Cover

20.8.2012


Es ist still in meinem Zimmer, ich halte die Stille nicht aus, schalte Musik an. Habe die Wahl zwischen über 500 Songs, weiß nicht, was ich hören will, hören soll, es gibt nichts, was zu dieser Situation passen würde. Ich lasse etwas laufen, langsam, traurig, ein Lied, dessen Text ich nicht verstehe, kein Englisch, kein Deutsch, keine Sprache, die ich verstehe, etwas Asiatisches, der Musikgeschmack eines Freundes. Kann ich das sagen? Ein Freund? Oder nur ein Bekannter? Vielleicht nichtmal das? Der Ventilator läuft, es ist heiß draußen, über 30 Grad im Schatten. Irgendwo kreisen Gedanken in meinem Kopf, aber sie erreichen mich nicht. Ich denke an meine Geschichten, wie gut es meine Figuren haben, jemanden, der sie liebt, auch wenn nicht immer alles einfach ist. Woher kommen die Ideen? Warum gerade diese? „Beim Schreiben verarbeitet man seine Wünsche.“, hat einmal jemand gesagt, warum schreibe ich Lovestorys zwischen zwei Typen? Es ist einfacher, man muss nicht mit der Gefühlswelt eines Mädchens auseinander setzten, einem Mädchen wie mir. Aber wie soll man schreiben, über Dinge die man nicht kennt? Einsamkeit, Sehnsucht, Liebe, Sinnlichkeit, Vertrauen, Gefühle? Was ist, wenn man darüber schreibt, um es kennen zu lernen? Sollte ein guter Autor nicht über die Dinge schreiben, die er kennt, um es beschreiben zu können? Es sind einfache Worte auf einem leuchtenden Display, man kann sie löschen, kopieren, ändern, etwas hinzufügen und alles so lenken, wie man es gern hätte und keiner wird verletzt, niemand nimmt Schaden.
Serien machen süchtig, sie gaukeln einem vor, dass das Leben schön ist, immer schön ist und man alles Schlechte überwinden kann, dass Freunde immer für einen da sind, dann verschwinden sie doch auf einmal. Jeder Mensch muss so akzeptiert werden, wie er ist, das sagen sie auch. Die Folge ist vorbei, das Bild hält an, willkommen zurück in der Realität, wo man etwas besonders sein muss, um aufzufallen, aber trotzdem mit dem Strom schwimmen muss, sich anpassen muss. Was passiert mit Menschen, die anders sind, die nicht dem Ideal entsprechen, die ihre Meinung sagen? Verstoßen, ignoriert, beschimpft, geschlagen, vernichtet, einfach so.

AUFGABENTEILE
#1 Wie heiß ist es draußen laut dem Textausschnitt?
#2 Zitiere aus dem Textausschnitt die Stelle, die mit den Worten „Serien machen süchtig, sie“ beginnt, und höre nach „vernichtet, einfach so.“ auf.
Für diese Aufgaben spielen die Datensätze keine Rolle.

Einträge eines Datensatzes
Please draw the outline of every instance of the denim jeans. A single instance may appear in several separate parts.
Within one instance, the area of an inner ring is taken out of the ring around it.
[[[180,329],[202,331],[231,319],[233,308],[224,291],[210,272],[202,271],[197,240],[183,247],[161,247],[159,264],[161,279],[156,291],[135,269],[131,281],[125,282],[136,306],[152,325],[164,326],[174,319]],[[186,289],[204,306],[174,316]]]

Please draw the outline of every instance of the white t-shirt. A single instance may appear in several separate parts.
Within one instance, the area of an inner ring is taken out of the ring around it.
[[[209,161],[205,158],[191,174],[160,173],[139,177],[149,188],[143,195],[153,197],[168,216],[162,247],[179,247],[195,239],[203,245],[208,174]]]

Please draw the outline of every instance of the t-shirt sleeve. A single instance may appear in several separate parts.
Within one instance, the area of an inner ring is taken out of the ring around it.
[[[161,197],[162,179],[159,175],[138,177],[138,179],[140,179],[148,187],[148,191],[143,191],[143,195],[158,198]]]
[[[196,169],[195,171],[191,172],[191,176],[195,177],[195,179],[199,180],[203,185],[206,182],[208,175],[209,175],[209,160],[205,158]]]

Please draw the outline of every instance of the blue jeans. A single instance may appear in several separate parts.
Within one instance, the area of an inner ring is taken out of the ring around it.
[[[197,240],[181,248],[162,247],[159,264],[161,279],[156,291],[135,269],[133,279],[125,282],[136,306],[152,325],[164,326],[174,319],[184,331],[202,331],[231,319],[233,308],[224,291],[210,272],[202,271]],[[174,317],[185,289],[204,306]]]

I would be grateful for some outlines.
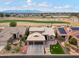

ERWARTETE ERGEBNISSE
#1 Draußen sind es über 30 Grad im Schatten.

#2
Serien machen süchtig, sie gaukeln einem vor, dass das Leben schön ist, immer schön ist und man alles Schlechte überwinden kann, dass Freunde immer für einen da sind, dann verschwinden sie doch auf einmal. Jeder Mensch muss so akzeptiert werden, wie er ist, das sagen sie auch. Die Folge ist vorbei, das Bild hält an, willkommen zurück in der Realität, wo man etwas besonders sein muss, um aufzufallen, aber trotzdem mit dem Strom schwimmen muss, sich anpassen muss. Was passiert mit Menschen, die anders sind, die nicht dem Ideal entsprechen, die ihre Meinung sagen? Verstoßen, ignoriert, beschimpft, geschlagen, vernichtet, einfach so.